Texto de lectura:

• • • • • • •

Existe una forma particular de soledad que solo puede experimentarse en compañía: la soledad de quien finge creer una mentira mientras observa al otro fingir que dice la verdad. En los territorios del deseo, hemos perfeccionado esta danza hasta convertirla en nuestra coreografía más íntima.
Él dice palabras que suenan a compromiso mientras su cuerpo declara otra cosa. Ella escucha esas palabras sabiendo que son apenas un protocolo necesario para acceder a territorios que ambos desean sin admitir. Entre ellos se teje un pacto silencioso: yo finjo que te creo, tú finges que dices la verdad, y así nos ahorramos la vergüenza de reconocer que ninguno de los dos está dispuesto a nombrar con honestidad lo que habita en el centro de este encuentro.
No es que seamos especialmente mentirosos. Es que hemos heredado un lenguaje roto para hablar del deseo, un diccionario en el que cada palabra significa algo distinto de lo que declara. “Quiero conocerte mejor” significa “quiero tu cuerpo esta noche”. “No busco nada serio” significa “no contigo, pero no quiero decírtelo así”. “Veamos cómo fluye” significa “mantengamos todas las puertas abiertas para huir cuando sea conveniente”.
La mentira que más daño hace no es la que uno dice, sino la que ambos sostienen. Porque cuando ella asiente ante sus palabras falsas, cuando él interpreta esa aceptación como complicidad genuina, lo que se establece no es una relación, sino un teatro donde ambos son actores conscientes de la farsa, pero ninguno puede abandonar el escenario sin admitir que sabía, desde siempre, que todo era una representación.
Hemos construido una arquitectura completa de la intimidad basada en el supuesto de la mala fe del otro. Cada gesto se lee como estrategia, cada palabra se pesa en busca de la mentira oculta, cada silencio se interpreta como confirmación de nuestras peores sospechas. Y así, la desconfianza que aplicamos como protección termina por convirtirse en la profecía que cumplimos: si asumo que mentirás, te mentiré primero; si espero tu traición, te traicionaré antes.

• • • • • • •

Tareas por realizar:
A: Reescribe como lista el párrafo del texto sobre la mentira en el deseo que empieza con «No es que seamos especialmente mentirosos». Conserva sus datos principales.
B: Continúa el texto sobre la mentira en el deseo a partir de su última oración.
El material proviene de una fuente distinta.

Muestra de datos:
• • • • • • •

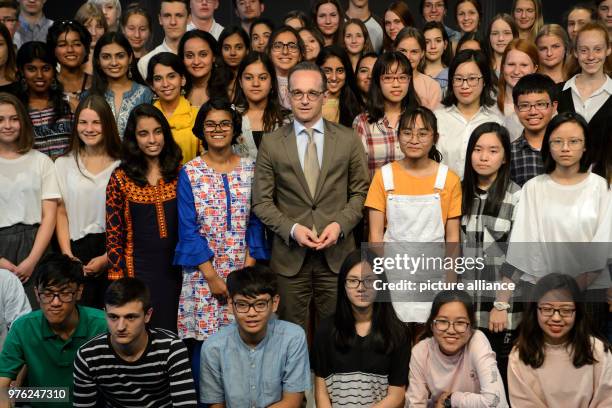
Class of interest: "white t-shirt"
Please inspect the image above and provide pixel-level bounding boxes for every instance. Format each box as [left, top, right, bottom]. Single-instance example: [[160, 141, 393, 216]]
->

• • • • • • •

Respuestas del ejercicio:
A:
- No somos especialmente mentirosos: hemos heredado un lenguaje roto para hablar del deseo.
- En ese lenguaje, cada palabra significa algo distinto de lo que declara.
- «Quiero conocerte mejor» significa «quiero tu cuerpo esta noche».
- «No busco nada serio» significa «no contigo, pero no quiero decírtelo así».
- «Veamos cómo fluye» significa mantener todas las puertas abiertas para huir cuando convenga.

B:
En los espacios donde el deseo se negocia, hemos olvidado que alguna vez fue posible decir “me atraes” sin un manual de estrategias. Que alguna vez pudimos admitir la confusión sin que esa confesión se convirtiera en una debilidad que el otro explotaría. Que existió un tiempo en el que la vulnerabilidad no se experimentaba como estupidez que debía ocultarse, sino como condición necesaria para cualquier encuentro que mereciera llamarse humano.
La paradoja cruel de nuestro tiempo es que utilizamos la mentira para protegernos del dolor, pero es precisamente esa mentira la que garantiza el tipo de dolor que más tememos: el dolor de estar acompañados y seguir estando solos, el dolor de ser tocados sin ser vistos, el dolor de compartir la cama con alguien que no conocemos y que tampoco nos conoce.
Nos hemos vuelto detectives de las intenciones ajenas, fiscales que interrogan cada gesto, jueces que sentencian antes de escuchar. La intimidad se ha convertido en un juicio permanente en el que ambas partes son culpables de antemano. Y en esa sala de tribunal emocional, nadie puede permitirse el lujo de bajar la guardia, porque bajar la guardia es “darse la de tonto”, y en el evangelio contemporáneo del deseo, ser tonto es el único pecado imperdonable.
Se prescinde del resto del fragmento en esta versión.